- _WHAT YOU ARE ASKED TO DO_:
Nothing but the lines from the one with "of the etched" to the final line should be returned, each exactly as it appears.

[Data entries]
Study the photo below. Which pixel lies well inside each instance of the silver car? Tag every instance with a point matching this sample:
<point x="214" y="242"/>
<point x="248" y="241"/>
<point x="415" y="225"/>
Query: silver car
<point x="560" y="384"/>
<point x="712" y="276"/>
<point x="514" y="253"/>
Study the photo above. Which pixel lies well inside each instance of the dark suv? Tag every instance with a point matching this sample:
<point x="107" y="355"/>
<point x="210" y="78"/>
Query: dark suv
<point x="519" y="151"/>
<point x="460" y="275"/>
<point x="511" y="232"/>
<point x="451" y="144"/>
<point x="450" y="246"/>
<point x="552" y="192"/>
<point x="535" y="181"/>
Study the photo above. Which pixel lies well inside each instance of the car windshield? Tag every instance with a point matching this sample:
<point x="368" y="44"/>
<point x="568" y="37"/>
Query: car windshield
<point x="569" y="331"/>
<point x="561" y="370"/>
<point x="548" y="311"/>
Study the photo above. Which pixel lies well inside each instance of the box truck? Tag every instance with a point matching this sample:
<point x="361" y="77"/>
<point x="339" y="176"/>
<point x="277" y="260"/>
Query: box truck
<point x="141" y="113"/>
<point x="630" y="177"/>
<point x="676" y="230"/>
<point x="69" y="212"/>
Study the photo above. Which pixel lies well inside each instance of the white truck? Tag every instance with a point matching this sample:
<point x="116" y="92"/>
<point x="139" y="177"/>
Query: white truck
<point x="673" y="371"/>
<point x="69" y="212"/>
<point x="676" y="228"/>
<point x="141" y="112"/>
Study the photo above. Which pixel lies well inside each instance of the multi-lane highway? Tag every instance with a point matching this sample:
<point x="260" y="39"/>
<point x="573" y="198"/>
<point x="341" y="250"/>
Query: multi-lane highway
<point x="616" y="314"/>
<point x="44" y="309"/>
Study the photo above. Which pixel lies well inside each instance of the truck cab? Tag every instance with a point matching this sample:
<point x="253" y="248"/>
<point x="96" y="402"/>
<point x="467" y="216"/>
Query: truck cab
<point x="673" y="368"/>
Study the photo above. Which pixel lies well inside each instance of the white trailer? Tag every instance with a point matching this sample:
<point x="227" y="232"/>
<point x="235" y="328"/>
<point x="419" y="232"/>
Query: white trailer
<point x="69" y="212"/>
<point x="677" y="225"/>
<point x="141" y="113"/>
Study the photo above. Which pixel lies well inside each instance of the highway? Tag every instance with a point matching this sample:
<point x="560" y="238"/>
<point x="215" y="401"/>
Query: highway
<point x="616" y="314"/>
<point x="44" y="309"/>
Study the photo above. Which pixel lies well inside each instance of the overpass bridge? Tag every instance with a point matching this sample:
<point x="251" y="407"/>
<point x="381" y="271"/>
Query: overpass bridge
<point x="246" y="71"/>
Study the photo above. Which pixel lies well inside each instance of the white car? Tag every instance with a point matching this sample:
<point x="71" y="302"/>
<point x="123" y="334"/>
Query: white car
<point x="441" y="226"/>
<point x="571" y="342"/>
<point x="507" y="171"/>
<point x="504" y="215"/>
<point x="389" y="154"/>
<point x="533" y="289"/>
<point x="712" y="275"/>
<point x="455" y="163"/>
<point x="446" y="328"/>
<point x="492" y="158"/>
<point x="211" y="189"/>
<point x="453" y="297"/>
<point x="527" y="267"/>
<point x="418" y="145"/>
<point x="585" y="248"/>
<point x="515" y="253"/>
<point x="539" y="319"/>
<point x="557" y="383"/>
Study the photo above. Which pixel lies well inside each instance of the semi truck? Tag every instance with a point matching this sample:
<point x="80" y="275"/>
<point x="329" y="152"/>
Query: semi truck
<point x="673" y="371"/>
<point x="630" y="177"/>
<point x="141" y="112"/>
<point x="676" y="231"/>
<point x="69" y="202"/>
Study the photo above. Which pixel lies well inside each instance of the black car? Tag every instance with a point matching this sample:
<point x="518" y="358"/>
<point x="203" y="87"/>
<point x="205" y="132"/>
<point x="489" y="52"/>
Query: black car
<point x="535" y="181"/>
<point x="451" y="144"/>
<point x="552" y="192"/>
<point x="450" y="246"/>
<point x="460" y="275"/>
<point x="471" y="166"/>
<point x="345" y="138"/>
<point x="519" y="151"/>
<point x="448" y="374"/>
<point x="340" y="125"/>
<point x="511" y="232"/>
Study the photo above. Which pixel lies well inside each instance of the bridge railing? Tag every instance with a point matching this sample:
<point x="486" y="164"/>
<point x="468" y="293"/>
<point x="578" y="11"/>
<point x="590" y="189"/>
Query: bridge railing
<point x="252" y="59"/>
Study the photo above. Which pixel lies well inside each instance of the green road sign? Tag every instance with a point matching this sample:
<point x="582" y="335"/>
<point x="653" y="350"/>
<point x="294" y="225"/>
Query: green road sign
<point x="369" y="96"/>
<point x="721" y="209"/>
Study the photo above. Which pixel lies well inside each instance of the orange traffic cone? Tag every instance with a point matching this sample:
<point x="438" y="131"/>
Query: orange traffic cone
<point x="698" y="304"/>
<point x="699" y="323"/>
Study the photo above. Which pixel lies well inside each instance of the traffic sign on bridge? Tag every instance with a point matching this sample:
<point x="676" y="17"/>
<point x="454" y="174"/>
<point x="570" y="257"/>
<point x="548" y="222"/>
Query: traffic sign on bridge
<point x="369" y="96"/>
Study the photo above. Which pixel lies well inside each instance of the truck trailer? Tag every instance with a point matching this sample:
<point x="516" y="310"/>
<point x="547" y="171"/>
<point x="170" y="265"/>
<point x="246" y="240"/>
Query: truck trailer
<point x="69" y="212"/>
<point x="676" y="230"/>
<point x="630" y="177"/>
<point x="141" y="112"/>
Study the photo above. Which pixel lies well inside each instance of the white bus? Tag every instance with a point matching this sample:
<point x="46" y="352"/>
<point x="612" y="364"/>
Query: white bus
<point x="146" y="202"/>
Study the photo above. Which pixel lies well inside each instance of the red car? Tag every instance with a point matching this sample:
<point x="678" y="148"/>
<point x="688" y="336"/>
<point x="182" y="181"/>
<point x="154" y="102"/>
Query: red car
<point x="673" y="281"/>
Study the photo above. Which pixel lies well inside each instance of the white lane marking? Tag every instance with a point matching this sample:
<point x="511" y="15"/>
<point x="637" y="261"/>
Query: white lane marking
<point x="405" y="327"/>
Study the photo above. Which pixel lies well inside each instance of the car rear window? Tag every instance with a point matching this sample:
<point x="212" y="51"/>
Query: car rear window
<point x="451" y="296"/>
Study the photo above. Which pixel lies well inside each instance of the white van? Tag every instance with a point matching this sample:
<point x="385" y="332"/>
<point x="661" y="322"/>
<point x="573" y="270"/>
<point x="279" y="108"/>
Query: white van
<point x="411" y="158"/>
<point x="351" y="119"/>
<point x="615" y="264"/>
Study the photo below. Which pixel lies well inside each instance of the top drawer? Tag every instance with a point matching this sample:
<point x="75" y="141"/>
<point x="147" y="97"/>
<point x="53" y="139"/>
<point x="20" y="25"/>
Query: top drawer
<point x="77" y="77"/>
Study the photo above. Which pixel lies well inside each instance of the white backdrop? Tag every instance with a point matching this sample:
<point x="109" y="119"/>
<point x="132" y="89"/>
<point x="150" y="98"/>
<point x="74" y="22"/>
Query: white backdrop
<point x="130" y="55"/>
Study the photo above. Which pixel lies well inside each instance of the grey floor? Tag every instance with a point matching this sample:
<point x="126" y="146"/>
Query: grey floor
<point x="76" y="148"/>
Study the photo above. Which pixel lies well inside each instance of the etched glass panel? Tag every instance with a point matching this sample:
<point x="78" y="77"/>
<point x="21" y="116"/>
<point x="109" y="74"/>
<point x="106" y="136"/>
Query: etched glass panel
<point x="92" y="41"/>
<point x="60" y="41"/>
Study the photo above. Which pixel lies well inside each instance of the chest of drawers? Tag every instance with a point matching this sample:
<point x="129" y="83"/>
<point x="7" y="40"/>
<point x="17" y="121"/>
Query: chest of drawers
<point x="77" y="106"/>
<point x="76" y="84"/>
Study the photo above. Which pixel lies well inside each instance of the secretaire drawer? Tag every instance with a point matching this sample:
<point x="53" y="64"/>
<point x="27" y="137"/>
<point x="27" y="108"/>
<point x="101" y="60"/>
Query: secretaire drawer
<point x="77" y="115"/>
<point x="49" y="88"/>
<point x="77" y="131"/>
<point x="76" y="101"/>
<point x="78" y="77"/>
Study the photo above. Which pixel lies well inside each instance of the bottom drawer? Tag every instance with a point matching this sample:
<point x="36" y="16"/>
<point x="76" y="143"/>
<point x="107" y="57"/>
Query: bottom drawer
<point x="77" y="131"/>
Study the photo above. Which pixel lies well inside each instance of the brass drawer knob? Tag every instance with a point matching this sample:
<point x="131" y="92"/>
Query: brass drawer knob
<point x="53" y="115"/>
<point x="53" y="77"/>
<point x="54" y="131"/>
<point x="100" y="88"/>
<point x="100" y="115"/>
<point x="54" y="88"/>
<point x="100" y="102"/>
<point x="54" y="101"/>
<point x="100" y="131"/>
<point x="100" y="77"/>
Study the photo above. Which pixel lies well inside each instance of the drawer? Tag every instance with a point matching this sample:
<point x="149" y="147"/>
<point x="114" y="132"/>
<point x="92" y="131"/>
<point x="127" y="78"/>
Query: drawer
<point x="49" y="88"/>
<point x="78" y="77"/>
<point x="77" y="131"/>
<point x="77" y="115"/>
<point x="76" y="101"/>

- _COMPLETED EXERCISE_:
Study the photo above. Which pixel lies well inside each instance of the etched glass panel? Tag every instance with a point matching this sample:
<point x="78" y="77"/>
<point x="21" y="116"/>
<point x="109" y="74"/>
<point x="106" y="136"/>
Query: etched glass panel
<point x="92" y="41"/>
<point x="60" y="41"/>
Study the photo above. Which pixel lies well inside each instance of the chest of drawers? Tag every instance with a point matching this sample:
<point x="129" y="83"/>
<point x="7" y="40"/>
<point x="17" y="121"/>
Query: chest of drawers
<point x="77" y="106"/>
<point x="76" y="84"/>
Study the photo above. Which pixel lies well inside each instance of the secretaire drawer? Tag every instance with a point matching this sample:
<point x="53" y="64"/>
<point x="27" y="137"/>
<point x="27" y="108"/>
<point x="101" y="60"/>
Query: secretaire drawer
<point x="77" y="115"/>
<point x="49" y="88"/>
<point x="77" y="131"/>
<point x="76" y="101"/>
<point x="78" y="77"/>
Study the photo above. Which pixel lies well inside each instance of the bottom drawer? Tag every instance with a point matching this sample:
<point x="36" y="16"/>
<point x="76" y="143"/>
<point x="107" y="57"/>
Query: bottom drawer
<point x="77" y="131"/>
Study the photo above. Which pixel lies well inside each instance of the brass drawer knob? Tag every instance with a point matching this sample:
<point x="131" y="92"/>
Query: brass drawer knob
<point x="53" y="115"/>
<point x="53" y="77"/>
<point x="54" y="131"/>
<point x="100" y="88"/>
<point x="100" y="115"/>
<point x="54" y="88"/>
<point x="100" y="102"/>
<point x="54" y="101"/>
<point x="100" y="131"/>
<point x="100" y="77"/>
Study the photo above. Which pixel lies well inside each instance of the drawer? Tag every instance with a point matching this sample:
<point x="149" y="147"/>
<point x="114" y="132"/>
<point x="92" y="131"/>
<point x="127" y="78"/>
Query: drawer
<point x="49" y="88"/>
<point x="78" y="77"/>
<point x="77" y="131"/>
<point x="77" y="115"/>
<point x="76" y="101"/>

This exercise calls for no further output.